- [Task prompt] Return each line of the records below in which the string "field" turns up.

____ Material shown

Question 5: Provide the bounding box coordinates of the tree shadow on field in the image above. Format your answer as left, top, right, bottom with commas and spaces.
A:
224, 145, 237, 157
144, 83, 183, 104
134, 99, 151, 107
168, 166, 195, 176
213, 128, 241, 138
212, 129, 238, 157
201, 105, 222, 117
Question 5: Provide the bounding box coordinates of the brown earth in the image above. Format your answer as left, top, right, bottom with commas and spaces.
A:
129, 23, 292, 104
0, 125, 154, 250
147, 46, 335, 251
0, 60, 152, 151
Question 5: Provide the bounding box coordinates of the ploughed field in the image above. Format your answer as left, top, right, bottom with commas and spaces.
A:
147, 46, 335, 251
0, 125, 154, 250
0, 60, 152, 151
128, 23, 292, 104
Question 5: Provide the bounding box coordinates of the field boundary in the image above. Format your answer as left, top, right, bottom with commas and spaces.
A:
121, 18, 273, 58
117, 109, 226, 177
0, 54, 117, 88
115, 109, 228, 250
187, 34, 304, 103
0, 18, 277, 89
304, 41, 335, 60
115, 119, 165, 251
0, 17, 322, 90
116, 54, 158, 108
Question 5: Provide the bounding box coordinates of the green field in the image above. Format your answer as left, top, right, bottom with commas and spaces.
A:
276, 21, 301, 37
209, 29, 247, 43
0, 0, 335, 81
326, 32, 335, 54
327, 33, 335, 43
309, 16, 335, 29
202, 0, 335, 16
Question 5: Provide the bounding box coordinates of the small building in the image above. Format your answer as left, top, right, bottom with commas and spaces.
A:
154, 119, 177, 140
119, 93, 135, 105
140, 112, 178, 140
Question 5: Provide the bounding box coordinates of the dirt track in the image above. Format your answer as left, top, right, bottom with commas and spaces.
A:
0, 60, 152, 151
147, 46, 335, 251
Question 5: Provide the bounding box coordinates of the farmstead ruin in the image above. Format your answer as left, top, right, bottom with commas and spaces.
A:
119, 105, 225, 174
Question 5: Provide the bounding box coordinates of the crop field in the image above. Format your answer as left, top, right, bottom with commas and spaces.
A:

________

- [Answer for this exercise]
Question 5: Provide the bounding box coordinates of the tree shadow on field in the image above. Format your answer as left, top, right, bottom with commas and spaces.
Question 5: Provide the bounding box coordinates of the ploughed field in the image above. Format your answer as left, top, right, bottom with commas and spaces.
Question 5: Provide the bounding box coordinates of the field boundary in the image above. Format your answer as left, top, right, bottom with commas and spaces.
Question 5: Provide the bounding box coordinates of the green field in the image above. Format your answer as left, top, right, bottom with commas and spaces.
Question 5: Provide the bounding box coordinates of the crop field in the image above. Format your answer as left, top, right, bottom with commas and spaces.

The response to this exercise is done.